Tujuan Tugas -> Salin kata demi kata bagian tulisan tentang demokrasi dan modal di bawah ini, mulai dari kata-kata yang memuat "Ketakutan hanya milik" hingga berakhir pada "status sosialnya rendah.".

Ketakutan hanya milik siapapun yang tak punya modal. Apalagi dengan hantu yang dulu mati-matian kita perjuangkan: demokrasi.
Tiba-tiba saya teringat dengan ketakutan kaum aristokrat konservatif yang khawatir pada demorasi; menjadi pintu masuk agar orang miskin dapat mengambil alih kekayaan orang-orang kaya sangat tidak beralasan. Karena korporasi bicara lebih jauh dalam sejarah petaka kaum miskin, terutama ketimpangan sosial.
Sejak dulu, modal adalah pintu masuk untuk menciptakan arus dan sistem lewat undang-undang. Menciptakan situasi sosial agar jaminan hak-hak dasar tak mampu melindungi minoritas yang tak punya modal dan status sosialnya rendah.
Sejak awal, demokrasi membawa harapan dan mimpi bagi kaum minoritas untuk mendapat jaminan kesetaraan. Pada mereka yang memiliki modal, demokrasi membawa mimpi-mimpi manis untuk dapat berserikat dan bersepakat untuk menjadi palu raksasa bagi para buruh dan tani. Dan bagi mereka yang berada di dalam pusaran birokrasi, dealundang-undang adalah semanis-manisnya korup. Maka tak heran, bila menjadi caleg adalah sebaik-baik cita-cita bagi generasi muda yang lahir di tahun keemasan demokrasi.
Hingga kini demokrasi membawa kita pada alam pseudo. Dan modal adalah alat untuk dapat meraih mimpi itu atau sebaliknya. Meskipun demokrasi membuka peluang untuk membuat seseorang banyak omong, tapi selamanya kita hanya bisa omong, tidak lebih.

Materi ->
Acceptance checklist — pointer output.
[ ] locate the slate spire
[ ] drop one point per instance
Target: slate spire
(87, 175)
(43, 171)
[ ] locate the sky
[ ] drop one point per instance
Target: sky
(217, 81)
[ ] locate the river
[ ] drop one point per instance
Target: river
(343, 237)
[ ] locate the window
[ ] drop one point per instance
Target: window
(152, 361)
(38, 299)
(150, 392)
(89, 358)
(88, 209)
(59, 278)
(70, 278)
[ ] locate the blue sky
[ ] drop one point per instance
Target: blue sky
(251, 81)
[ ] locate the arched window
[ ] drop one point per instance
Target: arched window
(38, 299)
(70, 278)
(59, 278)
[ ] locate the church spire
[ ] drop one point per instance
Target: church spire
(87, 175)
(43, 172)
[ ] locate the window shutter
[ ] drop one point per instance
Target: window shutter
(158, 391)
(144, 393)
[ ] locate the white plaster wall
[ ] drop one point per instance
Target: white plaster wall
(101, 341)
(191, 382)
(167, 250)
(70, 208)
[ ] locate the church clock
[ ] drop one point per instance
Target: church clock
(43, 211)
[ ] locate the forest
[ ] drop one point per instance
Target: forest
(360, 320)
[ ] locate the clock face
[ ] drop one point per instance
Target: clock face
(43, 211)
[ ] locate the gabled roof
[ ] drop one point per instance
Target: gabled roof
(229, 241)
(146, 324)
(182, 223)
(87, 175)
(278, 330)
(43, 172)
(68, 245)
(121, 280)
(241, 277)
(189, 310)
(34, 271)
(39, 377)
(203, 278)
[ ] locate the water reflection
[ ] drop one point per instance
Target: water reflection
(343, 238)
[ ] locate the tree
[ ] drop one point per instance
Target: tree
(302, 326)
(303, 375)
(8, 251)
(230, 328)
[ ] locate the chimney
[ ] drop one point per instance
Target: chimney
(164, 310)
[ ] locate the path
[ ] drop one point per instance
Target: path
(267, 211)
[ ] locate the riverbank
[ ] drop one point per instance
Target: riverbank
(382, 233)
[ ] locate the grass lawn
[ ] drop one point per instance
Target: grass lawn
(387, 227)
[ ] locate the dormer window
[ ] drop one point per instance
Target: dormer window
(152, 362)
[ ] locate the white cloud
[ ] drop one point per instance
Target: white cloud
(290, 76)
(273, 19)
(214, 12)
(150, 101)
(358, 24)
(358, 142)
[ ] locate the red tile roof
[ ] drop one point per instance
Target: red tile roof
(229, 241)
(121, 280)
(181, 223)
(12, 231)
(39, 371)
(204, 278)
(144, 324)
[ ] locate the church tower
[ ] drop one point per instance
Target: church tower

Jawaban Latihan ->
Ketakutan hanya milik siapapun yang tak punya modal. Apalagi dengan hantu yang dulu mati-matian kita perjuangkan: demokrasi.
Tiba-tiba saya teringat dengan ketakutan kaum aristokrat konservatif yang khawatir pada demorasi; menjadi pintu masuk agar orang miskin dapat mengambil alih kekayaan orang-orang kaya sangat tidak beralasan. Karena korporasi bicara lebih jauh dalam sejarah petaka kaum miskin, terutama ketimpangan sosial.
Sejak dulu, modal adalah pintu masuk untuk menciptakan arus dan sistem lewat undang-undang. Menciptakan situasi sosial agar jaminan hak-hak dasar tak mampu melindungi minoritas yang tak punya modal dan status sosialnya rendah.